▸ WHAT THIS EXERCISE ASKS:
1 > Decide whether each statement agrees with the grievance excerpt, answering yes or no and quoting the exact words from the excerpt that settle it. (a) The respondent presented two grievances on January 25, 1983. (b) At Step One, the respondent agreed to have his scores re-examined. (c) The union went on to Step Two because it expected further steps to succeed.
2 > According to the grievance excerpt, who was awarded the position of preventive maintenance man?
3 > Please write what comes next in the grievance excerpt, picking up after its last sentence.

▸ EXCERPTED TEXT:
--- Begin ---
On January 25, 1983 the respondent presented two grievances. The first was against management's decision to award the position of preventive maintenance man to Mr. Hébert, and claimed that his competition for the job be reviewed and that he be reinstated to that position. The second grievance was that he had been unjustly laid off. Management denied the respondent's grievances at Step One in the grievance procedure. At this meeting the respondent refused to have any of his scores re-examined. The union formed the opinion that any further steps in the procedure would be fruitless but proceeded to Step Two at the insistence of respondent's counsel. Again the respondent refused to have his scores re-examined and stated that this should not be necessary as he had won the competition in the first instance. Management again denied the grievances.
--- End ---
▸ RECORDS SHOWN:
--- Begin ---
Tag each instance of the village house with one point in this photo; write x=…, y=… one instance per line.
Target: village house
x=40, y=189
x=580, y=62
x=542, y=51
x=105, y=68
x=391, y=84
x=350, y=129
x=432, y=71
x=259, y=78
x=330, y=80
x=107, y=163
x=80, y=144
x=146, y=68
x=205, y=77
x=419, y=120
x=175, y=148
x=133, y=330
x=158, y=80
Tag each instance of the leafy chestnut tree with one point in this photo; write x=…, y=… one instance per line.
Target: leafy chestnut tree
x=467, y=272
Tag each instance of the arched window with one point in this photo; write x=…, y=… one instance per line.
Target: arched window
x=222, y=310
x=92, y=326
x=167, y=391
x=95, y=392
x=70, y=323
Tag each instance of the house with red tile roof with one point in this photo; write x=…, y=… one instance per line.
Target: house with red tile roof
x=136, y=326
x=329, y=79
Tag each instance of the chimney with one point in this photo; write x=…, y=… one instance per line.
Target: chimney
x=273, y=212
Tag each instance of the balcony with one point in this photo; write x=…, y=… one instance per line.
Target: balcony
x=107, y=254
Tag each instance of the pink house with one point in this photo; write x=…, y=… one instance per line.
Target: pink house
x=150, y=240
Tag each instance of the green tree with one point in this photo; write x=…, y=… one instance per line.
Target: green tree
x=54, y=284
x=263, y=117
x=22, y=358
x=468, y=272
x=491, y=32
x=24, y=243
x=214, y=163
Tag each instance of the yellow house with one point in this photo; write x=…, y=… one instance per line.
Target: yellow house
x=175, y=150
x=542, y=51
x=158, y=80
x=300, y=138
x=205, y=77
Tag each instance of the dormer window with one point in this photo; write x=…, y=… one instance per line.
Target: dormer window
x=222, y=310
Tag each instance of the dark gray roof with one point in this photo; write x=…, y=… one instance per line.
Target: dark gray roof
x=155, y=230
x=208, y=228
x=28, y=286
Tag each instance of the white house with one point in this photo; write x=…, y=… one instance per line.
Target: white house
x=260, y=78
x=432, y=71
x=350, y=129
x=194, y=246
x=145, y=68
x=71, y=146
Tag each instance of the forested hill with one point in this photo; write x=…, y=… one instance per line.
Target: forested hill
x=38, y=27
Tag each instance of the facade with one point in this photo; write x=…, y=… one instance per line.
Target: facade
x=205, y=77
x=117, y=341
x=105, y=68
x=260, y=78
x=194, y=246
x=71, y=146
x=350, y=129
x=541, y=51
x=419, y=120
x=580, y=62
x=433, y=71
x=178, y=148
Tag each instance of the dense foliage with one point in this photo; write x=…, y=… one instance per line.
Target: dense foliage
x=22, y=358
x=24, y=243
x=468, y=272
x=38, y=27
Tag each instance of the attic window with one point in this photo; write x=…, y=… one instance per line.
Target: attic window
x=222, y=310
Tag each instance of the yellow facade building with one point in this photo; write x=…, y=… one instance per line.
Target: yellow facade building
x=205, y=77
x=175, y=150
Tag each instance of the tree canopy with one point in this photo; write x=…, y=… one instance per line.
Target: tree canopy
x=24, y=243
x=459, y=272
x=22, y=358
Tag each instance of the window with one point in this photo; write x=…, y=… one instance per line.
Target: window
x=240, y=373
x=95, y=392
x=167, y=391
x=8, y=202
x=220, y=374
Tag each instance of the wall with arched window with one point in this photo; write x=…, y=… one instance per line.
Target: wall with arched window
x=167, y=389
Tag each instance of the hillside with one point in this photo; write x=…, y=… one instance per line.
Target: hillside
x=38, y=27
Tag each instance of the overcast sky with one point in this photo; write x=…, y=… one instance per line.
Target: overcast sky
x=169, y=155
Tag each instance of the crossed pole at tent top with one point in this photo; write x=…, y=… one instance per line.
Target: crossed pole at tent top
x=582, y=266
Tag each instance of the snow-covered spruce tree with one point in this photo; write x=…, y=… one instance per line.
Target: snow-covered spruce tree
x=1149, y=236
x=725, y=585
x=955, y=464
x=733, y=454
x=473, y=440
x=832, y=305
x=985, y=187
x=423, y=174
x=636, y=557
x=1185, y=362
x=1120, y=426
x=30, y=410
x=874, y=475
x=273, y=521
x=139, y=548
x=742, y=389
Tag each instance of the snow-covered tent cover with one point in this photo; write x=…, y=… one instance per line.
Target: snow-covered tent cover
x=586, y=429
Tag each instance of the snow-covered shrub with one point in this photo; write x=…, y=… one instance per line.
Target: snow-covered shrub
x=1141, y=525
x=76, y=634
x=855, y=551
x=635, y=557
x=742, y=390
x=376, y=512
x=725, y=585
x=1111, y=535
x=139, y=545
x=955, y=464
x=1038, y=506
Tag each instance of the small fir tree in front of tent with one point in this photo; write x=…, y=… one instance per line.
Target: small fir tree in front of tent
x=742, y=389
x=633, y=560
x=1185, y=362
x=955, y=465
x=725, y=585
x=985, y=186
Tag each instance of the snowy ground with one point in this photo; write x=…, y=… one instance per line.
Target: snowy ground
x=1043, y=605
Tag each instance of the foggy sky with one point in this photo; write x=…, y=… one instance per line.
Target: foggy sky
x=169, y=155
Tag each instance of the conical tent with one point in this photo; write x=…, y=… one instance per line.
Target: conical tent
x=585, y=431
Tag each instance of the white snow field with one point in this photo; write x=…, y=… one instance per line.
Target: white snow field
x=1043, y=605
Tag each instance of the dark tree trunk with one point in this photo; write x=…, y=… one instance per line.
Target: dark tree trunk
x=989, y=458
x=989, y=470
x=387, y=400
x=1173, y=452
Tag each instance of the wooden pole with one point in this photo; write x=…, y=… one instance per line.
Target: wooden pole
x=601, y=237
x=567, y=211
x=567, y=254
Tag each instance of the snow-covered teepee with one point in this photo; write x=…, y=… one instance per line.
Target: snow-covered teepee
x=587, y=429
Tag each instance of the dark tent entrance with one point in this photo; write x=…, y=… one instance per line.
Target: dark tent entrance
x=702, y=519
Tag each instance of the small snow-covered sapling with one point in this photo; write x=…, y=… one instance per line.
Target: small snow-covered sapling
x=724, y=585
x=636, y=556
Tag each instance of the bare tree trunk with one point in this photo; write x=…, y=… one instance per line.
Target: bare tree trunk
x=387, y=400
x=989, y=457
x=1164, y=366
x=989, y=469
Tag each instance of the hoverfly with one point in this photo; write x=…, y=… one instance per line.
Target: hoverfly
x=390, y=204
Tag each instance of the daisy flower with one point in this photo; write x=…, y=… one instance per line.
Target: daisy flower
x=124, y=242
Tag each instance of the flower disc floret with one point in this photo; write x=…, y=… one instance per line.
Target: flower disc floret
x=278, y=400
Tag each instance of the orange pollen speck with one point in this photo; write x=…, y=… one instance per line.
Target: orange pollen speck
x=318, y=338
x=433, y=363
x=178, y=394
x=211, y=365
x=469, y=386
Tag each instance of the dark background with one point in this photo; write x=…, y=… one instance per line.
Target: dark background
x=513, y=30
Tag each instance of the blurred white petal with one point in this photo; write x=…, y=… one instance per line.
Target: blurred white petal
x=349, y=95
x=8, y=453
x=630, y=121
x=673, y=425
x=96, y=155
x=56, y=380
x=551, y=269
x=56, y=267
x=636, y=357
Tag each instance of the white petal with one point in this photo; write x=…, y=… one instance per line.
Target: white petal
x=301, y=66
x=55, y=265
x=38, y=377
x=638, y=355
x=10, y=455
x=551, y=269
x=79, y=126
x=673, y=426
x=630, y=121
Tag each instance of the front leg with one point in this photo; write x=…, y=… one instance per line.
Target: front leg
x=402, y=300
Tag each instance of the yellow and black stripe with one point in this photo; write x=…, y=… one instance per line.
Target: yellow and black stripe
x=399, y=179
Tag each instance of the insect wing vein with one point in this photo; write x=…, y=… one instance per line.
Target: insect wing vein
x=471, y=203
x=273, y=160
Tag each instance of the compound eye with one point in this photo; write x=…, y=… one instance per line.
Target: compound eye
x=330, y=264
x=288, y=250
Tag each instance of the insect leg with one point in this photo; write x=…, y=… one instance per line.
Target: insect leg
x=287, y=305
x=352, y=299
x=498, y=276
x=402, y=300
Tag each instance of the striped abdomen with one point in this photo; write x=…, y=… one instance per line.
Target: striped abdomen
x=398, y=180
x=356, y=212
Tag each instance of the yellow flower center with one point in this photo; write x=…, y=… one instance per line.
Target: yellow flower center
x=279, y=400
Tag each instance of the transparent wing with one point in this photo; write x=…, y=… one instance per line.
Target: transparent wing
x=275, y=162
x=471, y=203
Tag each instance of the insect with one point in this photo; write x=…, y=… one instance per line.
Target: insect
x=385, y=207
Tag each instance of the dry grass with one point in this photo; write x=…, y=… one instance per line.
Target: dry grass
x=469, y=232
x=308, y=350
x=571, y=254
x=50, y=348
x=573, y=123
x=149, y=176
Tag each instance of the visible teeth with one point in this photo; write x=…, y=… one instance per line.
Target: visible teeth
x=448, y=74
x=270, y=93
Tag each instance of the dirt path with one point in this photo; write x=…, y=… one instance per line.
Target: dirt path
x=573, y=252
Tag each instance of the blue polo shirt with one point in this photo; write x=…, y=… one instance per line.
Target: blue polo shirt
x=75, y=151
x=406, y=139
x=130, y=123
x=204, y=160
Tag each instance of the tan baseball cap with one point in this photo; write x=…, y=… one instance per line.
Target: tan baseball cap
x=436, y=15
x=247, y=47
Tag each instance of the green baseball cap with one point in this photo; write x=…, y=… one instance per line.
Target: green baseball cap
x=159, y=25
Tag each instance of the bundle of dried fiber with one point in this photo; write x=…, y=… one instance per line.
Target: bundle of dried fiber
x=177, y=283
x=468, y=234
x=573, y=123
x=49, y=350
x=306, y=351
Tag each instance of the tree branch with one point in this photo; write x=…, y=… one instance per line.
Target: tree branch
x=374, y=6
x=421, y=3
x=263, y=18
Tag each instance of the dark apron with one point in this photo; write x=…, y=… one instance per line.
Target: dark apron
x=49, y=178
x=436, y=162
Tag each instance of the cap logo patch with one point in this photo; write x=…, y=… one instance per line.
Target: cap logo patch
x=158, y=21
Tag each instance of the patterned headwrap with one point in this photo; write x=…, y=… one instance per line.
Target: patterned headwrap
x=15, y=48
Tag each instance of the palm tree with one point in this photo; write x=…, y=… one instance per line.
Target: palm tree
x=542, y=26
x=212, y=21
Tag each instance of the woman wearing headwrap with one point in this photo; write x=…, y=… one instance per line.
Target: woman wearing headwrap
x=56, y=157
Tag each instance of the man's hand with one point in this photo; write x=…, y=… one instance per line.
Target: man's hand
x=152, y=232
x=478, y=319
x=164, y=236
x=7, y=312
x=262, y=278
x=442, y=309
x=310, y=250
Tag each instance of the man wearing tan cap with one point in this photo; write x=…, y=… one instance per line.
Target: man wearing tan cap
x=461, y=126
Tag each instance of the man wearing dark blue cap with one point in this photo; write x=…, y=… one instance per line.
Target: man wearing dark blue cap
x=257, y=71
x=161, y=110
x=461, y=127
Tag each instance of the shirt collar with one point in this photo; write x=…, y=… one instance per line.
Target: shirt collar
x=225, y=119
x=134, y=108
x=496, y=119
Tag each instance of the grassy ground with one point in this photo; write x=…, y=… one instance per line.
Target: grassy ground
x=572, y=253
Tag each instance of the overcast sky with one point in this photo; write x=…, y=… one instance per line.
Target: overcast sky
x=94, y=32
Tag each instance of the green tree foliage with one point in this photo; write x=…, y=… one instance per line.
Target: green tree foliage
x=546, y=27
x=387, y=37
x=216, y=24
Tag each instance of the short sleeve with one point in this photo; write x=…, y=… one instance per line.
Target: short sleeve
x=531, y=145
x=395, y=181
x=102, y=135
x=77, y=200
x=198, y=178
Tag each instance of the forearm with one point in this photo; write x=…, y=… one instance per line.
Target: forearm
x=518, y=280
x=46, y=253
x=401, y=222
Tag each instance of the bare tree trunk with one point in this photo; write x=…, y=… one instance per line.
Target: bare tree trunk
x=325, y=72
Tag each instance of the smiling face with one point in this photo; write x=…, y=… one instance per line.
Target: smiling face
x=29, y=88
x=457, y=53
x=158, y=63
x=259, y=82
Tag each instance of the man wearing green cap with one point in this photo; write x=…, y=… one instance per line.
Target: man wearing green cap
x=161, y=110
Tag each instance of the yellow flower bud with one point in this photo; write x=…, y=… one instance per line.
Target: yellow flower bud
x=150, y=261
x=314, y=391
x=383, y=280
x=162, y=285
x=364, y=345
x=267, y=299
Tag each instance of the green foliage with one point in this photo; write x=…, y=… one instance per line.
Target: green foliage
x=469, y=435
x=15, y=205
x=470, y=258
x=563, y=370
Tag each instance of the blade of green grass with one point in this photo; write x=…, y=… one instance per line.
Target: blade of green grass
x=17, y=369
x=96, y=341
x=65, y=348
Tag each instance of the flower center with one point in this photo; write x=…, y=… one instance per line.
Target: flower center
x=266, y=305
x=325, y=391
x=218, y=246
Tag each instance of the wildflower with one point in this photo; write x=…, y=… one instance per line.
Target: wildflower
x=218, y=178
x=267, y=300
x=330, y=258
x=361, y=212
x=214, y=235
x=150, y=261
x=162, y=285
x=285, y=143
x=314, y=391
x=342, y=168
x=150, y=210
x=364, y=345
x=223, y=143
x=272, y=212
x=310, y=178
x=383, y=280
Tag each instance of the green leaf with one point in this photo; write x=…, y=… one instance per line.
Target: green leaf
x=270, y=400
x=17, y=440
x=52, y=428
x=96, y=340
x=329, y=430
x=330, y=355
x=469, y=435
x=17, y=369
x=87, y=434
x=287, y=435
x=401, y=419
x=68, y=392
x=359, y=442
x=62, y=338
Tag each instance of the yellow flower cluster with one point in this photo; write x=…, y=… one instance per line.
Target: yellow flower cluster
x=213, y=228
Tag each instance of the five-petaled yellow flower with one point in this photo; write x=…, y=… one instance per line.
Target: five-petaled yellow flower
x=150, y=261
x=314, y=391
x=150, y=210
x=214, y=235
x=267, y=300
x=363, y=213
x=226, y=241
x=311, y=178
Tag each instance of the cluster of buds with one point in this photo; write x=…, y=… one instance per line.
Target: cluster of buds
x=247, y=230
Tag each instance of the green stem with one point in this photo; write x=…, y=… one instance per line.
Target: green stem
--- End ---
▸ EXPECTED ANSWERS:
1 >
(a) Yes: "On January 25, 1983 the respondent presented two grievances."
(b) No: "At this meeting the respondent refused to have any of his scores re-examined."
(c) No: "The union formed the opinion that any further steps in the procedure would be fruitless but proceeded to Step Two at the insistence of respondent's counsel."

2 > Mr. Hébert.

3 >
In accordance with a policy adopted by the union in 1978, a member who disagreed with the local's position could convene a meeting with the national president and two members of the executive council of the union to determine whether or not the union should proceed with the grievances. A meeting was convened on December 6, 1983 at which the respondent restated his position at steps one and two. The executive council determined that the grievances had no merit and recommended that the local should not proceed further with them. The respondent was notified of the recommendation on December 29, 1983. As a result, the respondent commenced action in the ordinary courts against the appellants alleging a breach of the duty of fair representation.
The Arguments
The appellants argue that as Parliament has, through the Canada Labour Code, provided a comprehensive legislative scheme governing labour relations, there is no jurisdiction for the Manitoba Court of Queen's Bench to hear the matter. The legislation ousts the common law duty and provides a different method of remedying a breach. Because the courts are increasingly deferring to the expertise of specialized tribunals and access to the ordinary courts is not contemplated by the scheme, the Manitoba Court of Appeal erred in upholding the jurisdiction of the Court of Queen's Bench to hear this matter.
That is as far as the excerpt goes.